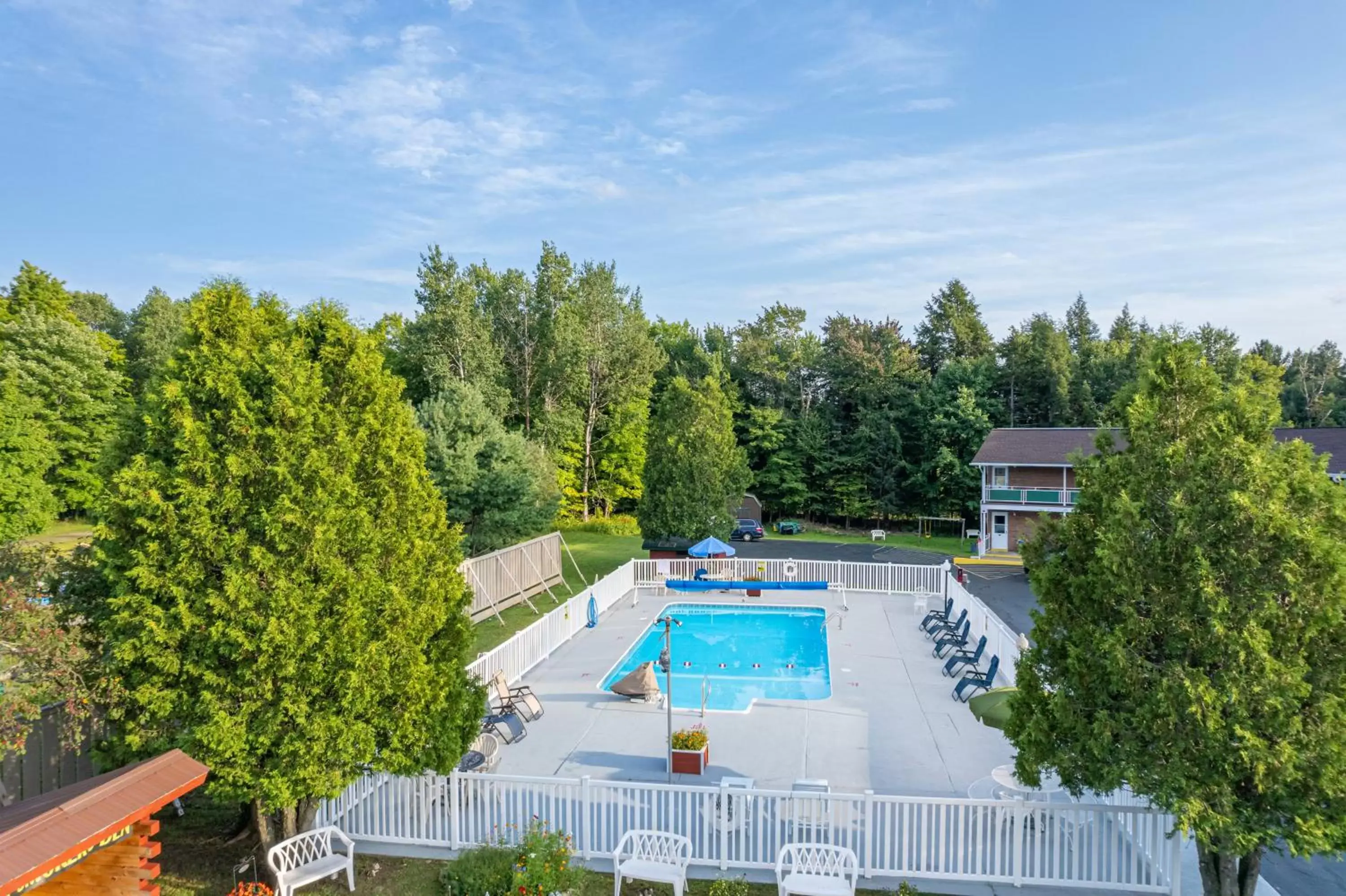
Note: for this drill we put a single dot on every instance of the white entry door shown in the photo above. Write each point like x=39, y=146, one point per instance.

--

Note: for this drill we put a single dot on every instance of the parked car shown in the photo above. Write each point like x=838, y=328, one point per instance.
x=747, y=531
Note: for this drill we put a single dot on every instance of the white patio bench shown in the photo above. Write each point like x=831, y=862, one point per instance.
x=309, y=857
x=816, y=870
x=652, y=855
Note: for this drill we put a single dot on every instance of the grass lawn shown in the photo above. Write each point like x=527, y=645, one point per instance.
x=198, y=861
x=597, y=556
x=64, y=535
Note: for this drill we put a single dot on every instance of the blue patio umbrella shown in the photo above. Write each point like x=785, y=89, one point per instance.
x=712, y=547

---

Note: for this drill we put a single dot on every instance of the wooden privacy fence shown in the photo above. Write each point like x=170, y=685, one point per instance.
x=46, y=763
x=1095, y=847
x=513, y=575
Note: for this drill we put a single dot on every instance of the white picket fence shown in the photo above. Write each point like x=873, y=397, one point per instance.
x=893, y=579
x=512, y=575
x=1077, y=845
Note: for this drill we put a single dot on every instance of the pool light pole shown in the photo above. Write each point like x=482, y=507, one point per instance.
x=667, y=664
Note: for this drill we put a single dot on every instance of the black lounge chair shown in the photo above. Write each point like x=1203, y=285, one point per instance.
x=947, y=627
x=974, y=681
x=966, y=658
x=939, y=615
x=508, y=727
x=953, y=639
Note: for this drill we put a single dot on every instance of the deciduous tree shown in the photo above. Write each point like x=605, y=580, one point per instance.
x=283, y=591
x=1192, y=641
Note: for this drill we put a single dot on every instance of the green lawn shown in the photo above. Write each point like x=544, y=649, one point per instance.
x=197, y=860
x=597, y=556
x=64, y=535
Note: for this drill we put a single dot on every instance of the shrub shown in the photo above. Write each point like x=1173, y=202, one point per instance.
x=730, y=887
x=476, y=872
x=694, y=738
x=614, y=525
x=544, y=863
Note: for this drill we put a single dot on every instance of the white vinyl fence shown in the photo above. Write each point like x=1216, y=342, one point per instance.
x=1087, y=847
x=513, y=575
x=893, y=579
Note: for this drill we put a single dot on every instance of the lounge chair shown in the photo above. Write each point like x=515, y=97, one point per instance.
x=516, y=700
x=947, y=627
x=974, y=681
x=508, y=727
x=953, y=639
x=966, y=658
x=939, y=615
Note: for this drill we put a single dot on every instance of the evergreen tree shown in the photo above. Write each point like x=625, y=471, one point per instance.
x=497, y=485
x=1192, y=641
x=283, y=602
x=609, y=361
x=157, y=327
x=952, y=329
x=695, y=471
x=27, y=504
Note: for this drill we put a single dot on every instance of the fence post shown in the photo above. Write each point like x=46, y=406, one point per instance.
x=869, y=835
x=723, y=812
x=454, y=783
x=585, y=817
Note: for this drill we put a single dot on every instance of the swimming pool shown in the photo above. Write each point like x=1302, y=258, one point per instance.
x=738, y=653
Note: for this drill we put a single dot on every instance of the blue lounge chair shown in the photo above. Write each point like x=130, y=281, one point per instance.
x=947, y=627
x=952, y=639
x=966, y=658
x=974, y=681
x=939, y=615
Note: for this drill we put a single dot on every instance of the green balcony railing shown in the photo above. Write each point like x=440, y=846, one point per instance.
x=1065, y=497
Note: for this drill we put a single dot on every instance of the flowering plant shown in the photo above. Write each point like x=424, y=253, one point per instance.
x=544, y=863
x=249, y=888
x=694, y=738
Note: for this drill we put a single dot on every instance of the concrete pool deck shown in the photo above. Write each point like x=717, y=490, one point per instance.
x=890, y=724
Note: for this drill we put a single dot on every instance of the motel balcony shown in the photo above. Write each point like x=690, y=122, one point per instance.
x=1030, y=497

Exercise task. Retype everything from the line containing "y=281, one point per instance." down to the line containing "x=1030, y=497", both of those lines included, and nothing else.

Task response.
Note: for this drill we put a single dot on every instance of the blue lounge chair shown in the photo above. Write each point like x=130, y=281, one point per instance.
x=947, y=627
x=952, y=639
x=966, y=658
x=974, y=681
x=939, y=615
Note: for this drill we put a single dot on every instance of the green balcony railing shown in the photo above. Write each point like x=440, y=846, one point per instance.
x=1065, y=497
Note: for this drill we put a single dot on every instance of the flowering plant shown in the photo above. Write each point like x=424, y=253, one point per instance.
x=544, y=863
x=249, y=888
x=694, y=738
Note: for this drill we put a single dot on every instance of the concrete pool deck shown in the photo above. Write each point like x=717, y=490, one point per instance.
x=890, y=724
Note: for this drill we put a single dot on every instance of the motel balcony shown in the photo above. Write each point like x=690, y=122, one point per instance.
x=1030, y=497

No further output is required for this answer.